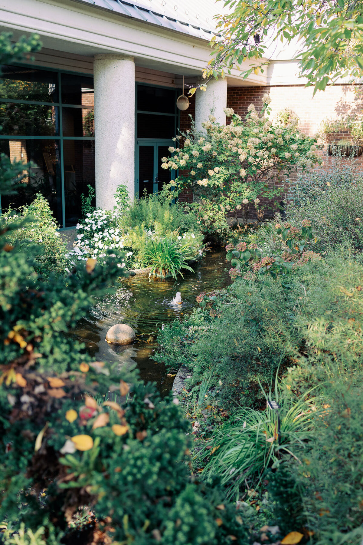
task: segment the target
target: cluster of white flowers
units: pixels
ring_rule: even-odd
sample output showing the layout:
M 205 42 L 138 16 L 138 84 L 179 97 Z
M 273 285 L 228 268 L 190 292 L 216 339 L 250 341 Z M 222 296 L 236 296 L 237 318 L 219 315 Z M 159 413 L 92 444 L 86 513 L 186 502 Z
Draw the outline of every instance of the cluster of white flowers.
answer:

### TO BE DONE
Convert every line of the records above into a numbered list, one item per line, skipping any blank lines. Leave the picture out of the list.

### PROBLEM SOLUTION
1. task: segment the target
2. target: cluster of white flowers
3. units: pixels
4. ring_rule: even-odd
5. sample output showing the layout:
6. M 205 42 L 138 16 L 138 84 L 179 97 Z
7. M 273 285 L 228 268 L 190 292 L 216 339 L 250 341 Z M 222 296 L 236 296 L 237 318 L 219 315 Z M 159 413 L 92 444 L 86 513 L 186 502 Z
8. Draw the outline of every instance of the cluster of white flowers.
9. answer:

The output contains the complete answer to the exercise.